# Used Bridgeport



## Phils69 (Oct 28, 2012)

Hey all. New here and am looking to buy a mill and lathe for home. There are two mills with links below I have seen on the local Craigslist .


http://raleigh.craigslist.org/tls/3333472013.html

Never seen one of these

http://winstonsalem.craigslist.org/tls/3345261267.html


----------



## 8ntsane (Oct 28, 2012)

Both look like they are worth going to have a look at. But that second link with the Cinci base, with bridge port head caught my eye. If it all still works, it a Vert/Horiz machine. That one I would inquire about first.


----------



## Hawkeye (Oct 28, 2012)

One question to ask about the combo machine is whether the Bridgy head has to be removed to use the overarm for the horizontal function. Also, what horizontal tooling comes with it? Arbor at least? Overarm supports?

For the price and the possibilities, I'll second the look at #2.


----------



## Phils69 (Oct 28, 2012)

I have been machining since 87 and have never seen a franken beast like that. I bet the horizontal part doesn't have a arm on it and it's just used for side  end milling and drilling. Even without the over arm it would definetly would be worth having if it works. Looks big though. I'll try to have a look at it this weekend and post the details. Thanks


----------



## xalky (Oct 28, 2012)

That cincinati looks like a whole lot of machine for the $$. I'd snatch that up if its in good mechanical shape.


----------



## Phils69 (Oct 28, 2012)

That's what I'm thinking. If everything works and the backlash isn't too bad that's a deal for that big of a mill. DRO and power feed too. I'm about two years away from having buying a place I plan on retiring to but I can put it in the garage where I am for now. Have to rent a crane I guess to unload something that size and use casters to get it in the garage?

Request 1
In the forum thread about a used Bridgeport, restate the paragraph beginning "I have been machining since 87" as a brief list that keeps its main facts.
Request 2
Retype the part of the forum thread about a used Bridgeport starting at "Both look like" and ending at "least? Overarm supports?".
Request 3
In the last post of the forum thread about a used Bridgeport, which two features of the mill does Phils69 mention?

[Dataset records on object locations]
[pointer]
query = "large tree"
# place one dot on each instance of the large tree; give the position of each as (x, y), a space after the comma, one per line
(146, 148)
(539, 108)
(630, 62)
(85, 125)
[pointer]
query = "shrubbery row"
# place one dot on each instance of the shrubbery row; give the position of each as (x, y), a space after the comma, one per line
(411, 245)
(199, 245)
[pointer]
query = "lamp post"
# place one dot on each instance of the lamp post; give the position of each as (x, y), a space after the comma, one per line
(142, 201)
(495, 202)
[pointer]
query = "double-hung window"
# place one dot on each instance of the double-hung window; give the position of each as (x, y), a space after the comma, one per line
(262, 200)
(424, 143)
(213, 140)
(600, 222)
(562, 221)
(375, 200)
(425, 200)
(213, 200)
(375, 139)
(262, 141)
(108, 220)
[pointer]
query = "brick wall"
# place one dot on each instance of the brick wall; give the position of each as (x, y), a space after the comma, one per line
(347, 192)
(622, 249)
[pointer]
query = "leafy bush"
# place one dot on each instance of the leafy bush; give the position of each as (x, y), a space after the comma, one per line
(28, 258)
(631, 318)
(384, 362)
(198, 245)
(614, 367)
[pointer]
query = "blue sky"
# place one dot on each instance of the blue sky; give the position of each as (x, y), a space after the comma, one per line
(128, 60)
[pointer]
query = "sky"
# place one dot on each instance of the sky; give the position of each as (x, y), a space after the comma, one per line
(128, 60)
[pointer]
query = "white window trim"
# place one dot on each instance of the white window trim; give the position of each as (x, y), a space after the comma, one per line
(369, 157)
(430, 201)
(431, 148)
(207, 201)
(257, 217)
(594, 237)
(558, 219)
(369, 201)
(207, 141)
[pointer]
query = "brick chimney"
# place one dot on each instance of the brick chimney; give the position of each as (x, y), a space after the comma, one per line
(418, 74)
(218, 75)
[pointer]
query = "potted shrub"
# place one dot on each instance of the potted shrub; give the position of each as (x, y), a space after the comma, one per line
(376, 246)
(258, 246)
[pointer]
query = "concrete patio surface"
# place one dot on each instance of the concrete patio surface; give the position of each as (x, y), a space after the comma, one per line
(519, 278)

Correct result 1
- The poster has been machining since 87 and has never seen a machine like this one.
- The poster bets the horizontal part has no arm and is used only for side end milling and drilling.
- Even without the overarm, it would be worth having if it works.
- It looks big.
- The poster plans to look at it this weekend and post the details.

Correct result 2
Both look like they are worth going to have a look at. But that second link with the Cinci base, with bridge port head caught my eye. If it all still works, it a Vert/Horiz machine. That one I would inquire about first.


----------



## Hawkeye (Oct 28, 2012)

One question to ask about the combo machine is whether the Bridgy head has to be removed to use the overarm for the horizontal function. Also, what horizontal tooling comes with it? Arbor at least? Overarm supports?

Correct result 3
DRO and power feed.